Set down the stretch of the dyslexia passage from "Dyslexia is known as" through "dyslexia as possible." word for word.

Selected passage.
"""

Developed by Tereza Pařilová and her team from Czech Republic
Assistive technology for people with dyslexia


Depending on the language examined and the statistical methods used, it is stated that up to 20% of people suffer from dyslexia and other reading disabilities worldwide, not all people are even diagnosed. Reading reflects the complex integration of several cognitive processes. Therefore, dyslexia is also categorised as a cognitive disorder. Dyslexia, together with other dys- diagnoses, is being marked as a specific learning disorder, because it can manifest itself in different stages of life without the condition of “learning” being necessarily present.

Dyslexia as a topic is discussed very often; it gradually gained awareness of both general and scientific public. That is because it concerns high percentage of child population. With development of literacy worldwide, it is only logical that the reading issue has emerged more to the surface. Thus, we cannot say that dyslexia was virtually non-existent before, or that its manifestation was less frequent. With no relevant technologies, approaches, and therefore insufficient knowledge, it was not possible to detect dyslexia sufficiently enough.

Dyslexia is known as a specific learning or cognitive disorder. General symptoms causing main probléems in reading are especially graphical letter similarity and/or sound. Some dyslexic users benefit abundantly from using screen readers, as well as passive aids, such as coloured filters. Games that can reveal dyslexia in children before starting school are also available, although just for a limited number of languages. However, none of these solutions represents aitable approach to dyslexia itself. Dyslexia is known for its complexity and the dependence on a particular type of a language, which leads to the problem of individuality and subsequently to the problem of finding a suitable and satisfactory solution for as many individuals with dyslexia as possible.

Individuals with dyslexia are also very often at a disadvantage to others in the community, as well as to society as a unit. Accessibility to information, including simply entertainment web sites or general offline texts (e.g. study materials), is a key factor for ensuring equal rights and can facilitate the breakdown of social barriers. In children, illiteracy can result in a de-grading position within the collective. The written word is a condition for the child’s development of cognitive abilities, as well as his further development in general.

"""

Provided material.

"""

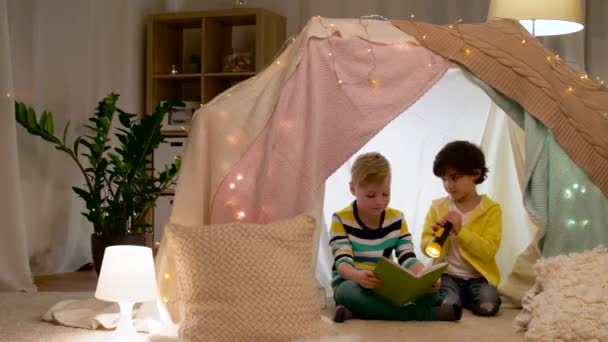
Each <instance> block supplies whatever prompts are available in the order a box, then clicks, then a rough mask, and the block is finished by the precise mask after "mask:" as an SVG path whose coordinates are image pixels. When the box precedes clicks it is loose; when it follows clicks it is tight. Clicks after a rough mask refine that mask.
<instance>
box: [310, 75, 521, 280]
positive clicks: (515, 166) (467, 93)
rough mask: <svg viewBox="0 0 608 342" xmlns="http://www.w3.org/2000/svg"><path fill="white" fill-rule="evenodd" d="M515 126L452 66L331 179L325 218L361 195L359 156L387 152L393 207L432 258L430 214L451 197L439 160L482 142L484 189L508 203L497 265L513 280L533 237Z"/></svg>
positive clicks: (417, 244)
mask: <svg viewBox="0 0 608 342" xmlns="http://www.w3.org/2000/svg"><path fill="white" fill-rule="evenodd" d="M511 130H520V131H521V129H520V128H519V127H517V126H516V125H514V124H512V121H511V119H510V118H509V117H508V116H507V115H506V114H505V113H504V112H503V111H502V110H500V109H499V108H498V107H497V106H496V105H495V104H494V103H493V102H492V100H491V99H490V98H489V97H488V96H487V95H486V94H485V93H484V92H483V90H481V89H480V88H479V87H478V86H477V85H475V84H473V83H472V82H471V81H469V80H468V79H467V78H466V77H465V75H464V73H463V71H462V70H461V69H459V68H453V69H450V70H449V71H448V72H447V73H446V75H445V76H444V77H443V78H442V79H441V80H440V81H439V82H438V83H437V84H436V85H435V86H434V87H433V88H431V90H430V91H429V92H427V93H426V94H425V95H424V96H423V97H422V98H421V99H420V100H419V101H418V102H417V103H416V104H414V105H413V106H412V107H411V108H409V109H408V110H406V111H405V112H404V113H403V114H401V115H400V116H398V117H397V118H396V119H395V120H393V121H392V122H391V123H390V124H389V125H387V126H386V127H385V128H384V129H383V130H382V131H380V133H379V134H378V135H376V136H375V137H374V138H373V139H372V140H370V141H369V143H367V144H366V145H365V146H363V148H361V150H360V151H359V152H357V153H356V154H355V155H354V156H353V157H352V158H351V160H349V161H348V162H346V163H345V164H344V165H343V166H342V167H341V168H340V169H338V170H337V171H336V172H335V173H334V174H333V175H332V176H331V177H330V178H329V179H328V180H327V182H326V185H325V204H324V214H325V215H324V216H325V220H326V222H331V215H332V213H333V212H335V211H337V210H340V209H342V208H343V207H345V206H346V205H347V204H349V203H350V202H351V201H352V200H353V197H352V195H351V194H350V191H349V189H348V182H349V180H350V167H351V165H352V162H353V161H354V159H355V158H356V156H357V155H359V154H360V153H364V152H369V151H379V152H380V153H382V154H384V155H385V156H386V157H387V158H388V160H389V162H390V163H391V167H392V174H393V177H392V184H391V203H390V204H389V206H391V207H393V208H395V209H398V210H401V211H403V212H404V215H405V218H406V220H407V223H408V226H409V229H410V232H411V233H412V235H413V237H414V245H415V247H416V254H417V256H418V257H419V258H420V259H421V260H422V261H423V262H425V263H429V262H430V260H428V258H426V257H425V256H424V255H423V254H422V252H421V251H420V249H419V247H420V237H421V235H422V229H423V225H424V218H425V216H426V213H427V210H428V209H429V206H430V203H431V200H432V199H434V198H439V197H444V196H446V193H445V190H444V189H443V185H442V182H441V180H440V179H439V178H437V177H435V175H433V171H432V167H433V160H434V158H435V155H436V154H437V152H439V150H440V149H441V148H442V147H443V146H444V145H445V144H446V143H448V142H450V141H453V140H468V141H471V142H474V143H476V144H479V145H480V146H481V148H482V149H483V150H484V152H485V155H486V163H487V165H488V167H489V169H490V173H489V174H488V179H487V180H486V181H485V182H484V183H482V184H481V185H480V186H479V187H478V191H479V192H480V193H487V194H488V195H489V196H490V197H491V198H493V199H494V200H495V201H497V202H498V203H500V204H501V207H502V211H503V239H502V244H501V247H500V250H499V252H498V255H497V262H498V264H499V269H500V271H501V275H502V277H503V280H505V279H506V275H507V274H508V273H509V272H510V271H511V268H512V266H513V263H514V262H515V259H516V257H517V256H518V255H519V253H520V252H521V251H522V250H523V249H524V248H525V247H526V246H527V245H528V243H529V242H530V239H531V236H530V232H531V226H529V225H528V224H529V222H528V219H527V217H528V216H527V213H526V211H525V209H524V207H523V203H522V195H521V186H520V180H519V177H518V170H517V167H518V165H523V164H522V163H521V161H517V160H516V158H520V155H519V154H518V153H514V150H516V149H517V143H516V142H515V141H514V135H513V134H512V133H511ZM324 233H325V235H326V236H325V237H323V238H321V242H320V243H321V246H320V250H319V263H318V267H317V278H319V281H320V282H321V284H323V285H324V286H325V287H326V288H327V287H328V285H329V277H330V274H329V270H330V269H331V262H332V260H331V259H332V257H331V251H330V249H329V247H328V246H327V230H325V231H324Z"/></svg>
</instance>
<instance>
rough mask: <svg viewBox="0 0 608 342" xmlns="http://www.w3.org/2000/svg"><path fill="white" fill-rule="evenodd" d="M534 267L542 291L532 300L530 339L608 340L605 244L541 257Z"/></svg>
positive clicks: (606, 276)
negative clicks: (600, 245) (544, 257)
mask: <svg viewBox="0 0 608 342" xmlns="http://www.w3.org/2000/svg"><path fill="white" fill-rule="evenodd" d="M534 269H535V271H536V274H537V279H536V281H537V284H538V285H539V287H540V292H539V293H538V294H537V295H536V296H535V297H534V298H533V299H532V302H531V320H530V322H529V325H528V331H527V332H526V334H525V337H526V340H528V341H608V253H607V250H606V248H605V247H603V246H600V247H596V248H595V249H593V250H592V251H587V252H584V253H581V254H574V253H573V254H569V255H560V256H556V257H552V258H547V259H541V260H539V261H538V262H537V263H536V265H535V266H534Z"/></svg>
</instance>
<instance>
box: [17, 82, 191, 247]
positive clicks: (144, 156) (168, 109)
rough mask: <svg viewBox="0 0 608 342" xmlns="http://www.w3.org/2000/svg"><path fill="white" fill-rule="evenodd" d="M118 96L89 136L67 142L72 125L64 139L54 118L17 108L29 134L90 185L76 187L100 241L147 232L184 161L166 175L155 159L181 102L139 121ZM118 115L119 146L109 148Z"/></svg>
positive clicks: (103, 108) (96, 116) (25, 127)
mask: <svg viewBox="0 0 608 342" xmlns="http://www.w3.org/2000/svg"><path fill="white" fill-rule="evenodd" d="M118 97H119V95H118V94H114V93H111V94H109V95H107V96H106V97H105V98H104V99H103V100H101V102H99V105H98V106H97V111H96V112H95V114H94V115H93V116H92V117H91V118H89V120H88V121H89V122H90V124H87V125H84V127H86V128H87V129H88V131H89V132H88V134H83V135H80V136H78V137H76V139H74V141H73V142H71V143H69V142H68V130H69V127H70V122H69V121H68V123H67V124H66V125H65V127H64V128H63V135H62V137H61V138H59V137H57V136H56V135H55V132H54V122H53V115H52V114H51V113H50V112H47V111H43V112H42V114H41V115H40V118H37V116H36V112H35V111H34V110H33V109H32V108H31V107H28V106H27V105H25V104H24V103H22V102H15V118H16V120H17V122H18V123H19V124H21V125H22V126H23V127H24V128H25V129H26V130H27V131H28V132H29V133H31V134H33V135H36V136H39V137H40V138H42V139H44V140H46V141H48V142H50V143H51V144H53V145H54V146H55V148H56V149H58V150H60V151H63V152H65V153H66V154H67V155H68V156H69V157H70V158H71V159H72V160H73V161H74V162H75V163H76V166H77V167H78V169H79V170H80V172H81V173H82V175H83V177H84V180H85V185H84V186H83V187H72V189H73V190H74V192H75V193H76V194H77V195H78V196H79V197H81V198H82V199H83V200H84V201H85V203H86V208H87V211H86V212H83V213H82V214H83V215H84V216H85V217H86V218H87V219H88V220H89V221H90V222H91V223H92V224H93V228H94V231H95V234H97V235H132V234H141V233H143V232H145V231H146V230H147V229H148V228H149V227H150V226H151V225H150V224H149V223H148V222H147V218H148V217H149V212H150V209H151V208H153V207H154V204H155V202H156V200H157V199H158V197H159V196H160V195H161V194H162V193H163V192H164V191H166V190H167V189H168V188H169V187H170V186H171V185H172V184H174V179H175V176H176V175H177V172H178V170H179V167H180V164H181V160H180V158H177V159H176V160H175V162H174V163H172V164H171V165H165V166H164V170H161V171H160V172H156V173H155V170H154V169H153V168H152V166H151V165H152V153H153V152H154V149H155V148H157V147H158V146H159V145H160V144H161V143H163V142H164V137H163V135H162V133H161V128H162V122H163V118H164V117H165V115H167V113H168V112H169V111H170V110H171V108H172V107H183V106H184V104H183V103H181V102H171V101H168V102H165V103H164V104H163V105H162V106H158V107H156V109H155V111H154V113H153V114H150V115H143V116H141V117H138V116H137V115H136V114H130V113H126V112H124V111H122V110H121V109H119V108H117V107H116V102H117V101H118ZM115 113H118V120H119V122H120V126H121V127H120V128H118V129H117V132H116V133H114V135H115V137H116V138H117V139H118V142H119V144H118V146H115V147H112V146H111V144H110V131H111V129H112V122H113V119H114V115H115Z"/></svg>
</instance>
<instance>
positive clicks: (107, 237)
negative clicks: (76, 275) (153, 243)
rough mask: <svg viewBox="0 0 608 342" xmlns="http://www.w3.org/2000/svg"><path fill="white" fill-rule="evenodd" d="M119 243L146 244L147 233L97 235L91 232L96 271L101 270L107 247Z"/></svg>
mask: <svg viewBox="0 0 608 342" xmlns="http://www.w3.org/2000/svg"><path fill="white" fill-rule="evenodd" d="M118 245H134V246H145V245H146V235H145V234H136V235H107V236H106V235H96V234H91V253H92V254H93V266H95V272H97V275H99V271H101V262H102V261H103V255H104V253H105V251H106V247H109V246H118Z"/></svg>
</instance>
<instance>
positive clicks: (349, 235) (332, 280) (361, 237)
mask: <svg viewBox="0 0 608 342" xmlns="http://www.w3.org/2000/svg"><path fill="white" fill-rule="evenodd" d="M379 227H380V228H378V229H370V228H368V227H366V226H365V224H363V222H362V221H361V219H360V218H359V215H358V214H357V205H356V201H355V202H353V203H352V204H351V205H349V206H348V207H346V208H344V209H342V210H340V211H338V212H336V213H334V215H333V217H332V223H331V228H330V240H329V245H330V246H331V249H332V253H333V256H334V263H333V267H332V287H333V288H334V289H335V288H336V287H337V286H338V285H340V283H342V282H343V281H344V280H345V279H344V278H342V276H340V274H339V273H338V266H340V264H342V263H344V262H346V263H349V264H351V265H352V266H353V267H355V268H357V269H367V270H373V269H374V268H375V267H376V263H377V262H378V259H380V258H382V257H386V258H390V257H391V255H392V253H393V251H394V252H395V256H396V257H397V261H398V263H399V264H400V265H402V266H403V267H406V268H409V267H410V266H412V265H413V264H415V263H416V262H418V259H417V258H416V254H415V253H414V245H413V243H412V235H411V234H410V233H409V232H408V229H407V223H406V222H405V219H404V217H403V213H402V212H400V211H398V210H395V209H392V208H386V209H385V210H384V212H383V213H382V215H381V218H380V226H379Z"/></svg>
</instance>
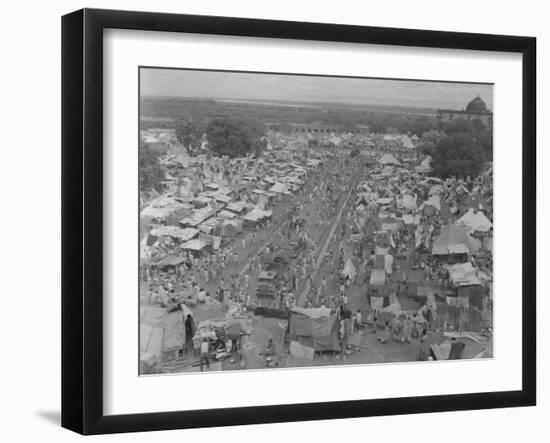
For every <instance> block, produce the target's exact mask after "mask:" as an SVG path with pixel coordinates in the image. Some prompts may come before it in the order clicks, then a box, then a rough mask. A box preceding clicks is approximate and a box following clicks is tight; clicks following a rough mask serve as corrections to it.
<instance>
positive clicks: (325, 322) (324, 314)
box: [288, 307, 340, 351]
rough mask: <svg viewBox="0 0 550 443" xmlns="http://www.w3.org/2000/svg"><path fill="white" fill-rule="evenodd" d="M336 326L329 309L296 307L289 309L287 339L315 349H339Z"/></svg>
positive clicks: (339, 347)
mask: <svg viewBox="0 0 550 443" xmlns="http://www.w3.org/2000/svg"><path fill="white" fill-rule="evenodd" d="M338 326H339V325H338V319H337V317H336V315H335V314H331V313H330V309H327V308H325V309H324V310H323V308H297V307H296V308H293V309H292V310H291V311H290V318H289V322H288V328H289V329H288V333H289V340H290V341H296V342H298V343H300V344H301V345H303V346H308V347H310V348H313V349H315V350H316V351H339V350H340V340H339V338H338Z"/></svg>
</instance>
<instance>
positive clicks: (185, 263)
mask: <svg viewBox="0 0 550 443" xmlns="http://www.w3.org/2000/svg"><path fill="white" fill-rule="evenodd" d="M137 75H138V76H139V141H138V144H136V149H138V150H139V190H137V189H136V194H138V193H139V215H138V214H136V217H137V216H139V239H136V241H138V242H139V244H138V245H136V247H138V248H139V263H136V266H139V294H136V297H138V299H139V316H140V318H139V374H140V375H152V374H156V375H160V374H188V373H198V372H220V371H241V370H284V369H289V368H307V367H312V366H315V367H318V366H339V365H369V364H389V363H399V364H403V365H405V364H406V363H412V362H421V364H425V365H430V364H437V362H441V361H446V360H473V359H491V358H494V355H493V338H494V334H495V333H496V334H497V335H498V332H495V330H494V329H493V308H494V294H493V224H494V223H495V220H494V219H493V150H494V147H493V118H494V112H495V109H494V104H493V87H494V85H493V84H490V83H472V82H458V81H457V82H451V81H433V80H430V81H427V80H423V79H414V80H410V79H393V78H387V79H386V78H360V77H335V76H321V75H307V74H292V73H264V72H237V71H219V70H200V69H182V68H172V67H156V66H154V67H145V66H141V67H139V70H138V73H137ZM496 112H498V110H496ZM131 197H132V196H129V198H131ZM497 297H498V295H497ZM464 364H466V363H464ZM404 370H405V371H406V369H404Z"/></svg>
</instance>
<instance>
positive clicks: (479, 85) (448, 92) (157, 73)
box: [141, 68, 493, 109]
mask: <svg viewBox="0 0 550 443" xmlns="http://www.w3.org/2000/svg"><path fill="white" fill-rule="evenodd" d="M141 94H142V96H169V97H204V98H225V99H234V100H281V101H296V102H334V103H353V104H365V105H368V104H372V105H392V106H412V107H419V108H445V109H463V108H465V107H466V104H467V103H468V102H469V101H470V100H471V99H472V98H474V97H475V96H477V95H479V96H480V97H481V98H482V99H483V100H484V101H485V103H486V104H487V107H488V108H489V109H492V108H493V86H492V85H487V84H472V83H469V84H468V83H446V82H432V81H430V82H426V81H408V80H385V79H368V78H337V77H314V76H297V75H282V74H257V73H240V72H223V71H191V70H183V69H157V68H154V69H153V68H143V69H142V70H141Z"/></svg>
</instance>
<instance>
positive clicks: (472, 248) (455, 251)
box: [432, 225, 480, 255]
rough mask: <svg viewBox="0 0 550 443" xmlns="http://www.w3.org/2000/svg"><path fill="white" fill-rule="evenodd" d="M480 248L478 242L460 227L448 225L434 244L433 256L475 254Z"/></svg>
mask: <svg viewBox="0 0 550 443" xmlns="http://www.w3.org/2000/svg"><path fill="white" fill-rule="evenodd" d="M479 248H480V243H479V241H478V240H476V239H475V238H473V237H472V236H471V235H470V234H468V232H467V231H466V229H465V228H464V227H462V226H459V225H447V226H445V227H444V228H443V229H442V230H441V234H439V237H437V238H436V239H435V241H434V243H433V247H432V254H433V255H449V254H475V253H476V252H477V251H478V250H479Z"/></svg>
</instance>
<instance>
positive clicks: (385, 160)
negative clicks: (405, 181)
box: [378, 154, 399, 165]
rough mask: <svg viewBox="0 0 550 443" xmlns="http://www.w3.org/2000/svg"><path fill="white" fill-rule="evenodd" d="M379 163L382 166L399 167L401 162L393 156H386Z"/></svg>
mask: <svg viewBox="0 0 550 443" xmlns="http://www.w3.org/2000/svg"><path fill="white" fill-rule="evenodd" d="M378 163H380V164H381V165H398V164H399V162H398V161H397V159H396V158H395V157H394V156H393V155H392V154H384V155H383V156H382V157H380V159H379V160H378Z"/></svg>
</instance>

"""

Answer to the problem.
Dyslexia is known as a specific learning or cognitive disorder. General symptoms causing main probléems in reading are especially graphical letter similarity and/or sound. Some dyslexic users benefit abundantly from using screen readers, as well as passive aids, such as coloured filters. Games that can reveal dyslexia in children before starting school are also available, although just for a limited number of languages. However, none of these solutions represents aitable approach to dyslexia itself. Dyslexia is known for its complexity and the dependence on a particular type of a language, which leads to the problem of individuality and subsequently to the problem of finding a suitable and satisfactory solution for as many individuals with dyslexia as possible.